Repeat every line that appears below, with nothing altered.

......

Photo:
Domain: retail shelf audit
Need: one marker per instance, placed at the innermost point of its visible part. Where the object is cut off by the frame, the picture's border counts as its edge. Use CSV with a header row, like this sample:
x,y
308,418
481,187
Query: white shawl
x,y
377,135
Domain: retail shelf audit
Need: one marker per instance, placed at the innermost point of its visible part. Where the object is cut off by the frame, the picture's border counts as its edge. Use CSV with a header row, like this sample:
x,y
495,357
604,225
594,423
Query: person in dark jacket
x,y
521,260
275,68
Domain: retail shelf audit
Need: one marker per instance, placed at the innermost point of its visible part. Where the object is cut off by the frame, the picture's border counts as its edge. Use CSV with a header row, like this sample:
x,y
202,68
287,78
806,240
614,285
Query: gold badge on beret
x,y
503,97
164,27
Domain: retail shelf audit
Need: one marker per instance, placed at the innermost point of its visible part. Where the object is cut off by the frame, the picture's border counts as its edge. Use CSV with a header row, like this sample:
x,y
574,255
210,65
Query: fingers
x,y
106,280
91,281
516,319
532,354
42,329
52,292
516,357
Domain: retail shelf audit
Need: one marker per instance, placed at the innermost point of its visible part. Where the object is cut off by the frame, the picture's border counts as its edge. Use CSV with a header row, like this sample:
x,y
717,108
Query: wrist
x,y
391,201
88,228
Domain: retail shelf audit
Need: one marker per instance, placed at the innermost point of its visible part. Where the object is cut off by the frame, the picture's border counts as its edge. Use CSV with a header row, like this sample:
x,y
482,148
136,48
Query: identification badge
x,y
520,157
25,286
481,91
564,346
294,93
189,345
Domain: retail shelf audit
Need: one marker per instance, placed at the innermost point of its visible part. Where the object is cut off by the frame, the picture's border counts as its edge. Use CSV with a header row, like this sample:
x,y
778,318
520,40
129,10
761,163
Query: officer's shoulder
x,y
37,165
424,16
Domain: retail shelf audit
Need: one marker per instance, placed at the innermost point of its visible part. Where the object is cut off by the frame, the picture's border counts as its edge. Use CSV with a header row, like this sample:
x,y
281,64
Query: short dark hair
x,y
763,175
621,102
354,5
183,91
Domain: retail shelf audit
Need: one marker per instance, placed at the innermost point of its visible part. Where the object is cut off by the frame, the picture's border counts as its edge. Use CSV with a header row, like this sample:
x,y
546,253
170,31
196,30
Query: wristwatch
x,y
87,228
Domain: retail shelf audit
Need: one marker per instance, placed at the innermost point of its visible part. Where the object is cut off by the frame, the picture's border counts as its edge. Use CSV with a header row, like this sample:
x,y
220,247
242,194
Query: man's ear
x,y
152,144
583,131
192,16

......

### [Output for this task]
Photo:
Domain: retail shelf audit
Need: one marker per instance, placed at the innermost point of its visible part. Where the object is cut off by the frame, the picture's border counts as its edge. Use CSV with a header row, like this sample:
x,y
308,418
481,187
Query: white shawl
x,y
377,135
Domain: retail shelf audit
Need: one marker per instance, placed at the innermost point of its visible part. Where the object is cut off by the frame, the picture's border counts as its edge. Use CSV with a header row, like this sample:
x,y
495,357
604,225
594,423
Query: person in dark jacket
x,y
521,260
275,68
Domain: retail shelf audit
Need: one marker per instance, placed at the innermost point of its visible part. Where the object is cut off by the frame, the picture's border counts as its edge. Use CSV with a header row, like this sample:
x,y
202,68
287,78
806,240
614,285
Query: gold badge on beret
x,y
503,97
164,27
Domain: retail shelf audit
Need: one marker per instance, placed at the innermost point of its visible part. Where the object is cut off by the frame, the picture's border counts as its edge. Use CSV with a header row, like this sample:
x,y
574,255
210,65
Query: fingers
x,y
106,280
91,281
516,319
532,354
42,329
52,292
516,357
Domain: retail shelf audit
Need: one marker per instance, placed at the innermost point of its visible part. Where the object is cut off by the frame, the picture's border counts as its edge. Use CSV with a header row, like this sample:
x,y
717,108
Query: wrist
x,y
391,201
88,228
Domain: retail shelf audit
Need: one marker per instance, placed at the innermost point of its visible part. Where the object is cut off by the frame, the picture's border counts as its edge. Use CSV with a header row, like this sample:
x,y
482,148
136,48
Query: identification badge
x,y
520,157
25,286
481,91
564,346
294,93
189,345
Domain: retail shelf audit
Need: one marker per instance, placed at the innermost point of its visible part. Where the object is cut off by the frame, the picture's border counts as its edge. Use CSV with a header row, like this sample:
x,y
778,318
520,40
129,10
761,163
Query: officer's shoulder
x,y
37,165
424,16
Domain: retail shelf audit
Need: one marker per instance, placed at the innermost point of its visible part. Where the object is cut off by the frame, the picture's border counts as its edge. Use CSV with a header row, like this sample:
x,y
281,64
Query: short dark hair
x,y
763,175
621,102
354,5
183,91
Domain: retail shelf audit
Need: one marker per instance, placed at the innermost point of its visible part. Where the object is cut off by the frame, the picture's border counts as its edge. Use CSV with a header row, like this sample:
x,y
546,253
170,31
196,30
Query: wristwatch
x,y
87,228
Domain: retail shelf audit
Need: one marker per instance, placed at the innermost point of its visible part. Where the object is cut off by the frame, the picture's border counts as its edge. Use CSV with a header row, like this sample:
x,y
220,247
242,194
Query: man's ear
x,y
152,144
583,131
192,16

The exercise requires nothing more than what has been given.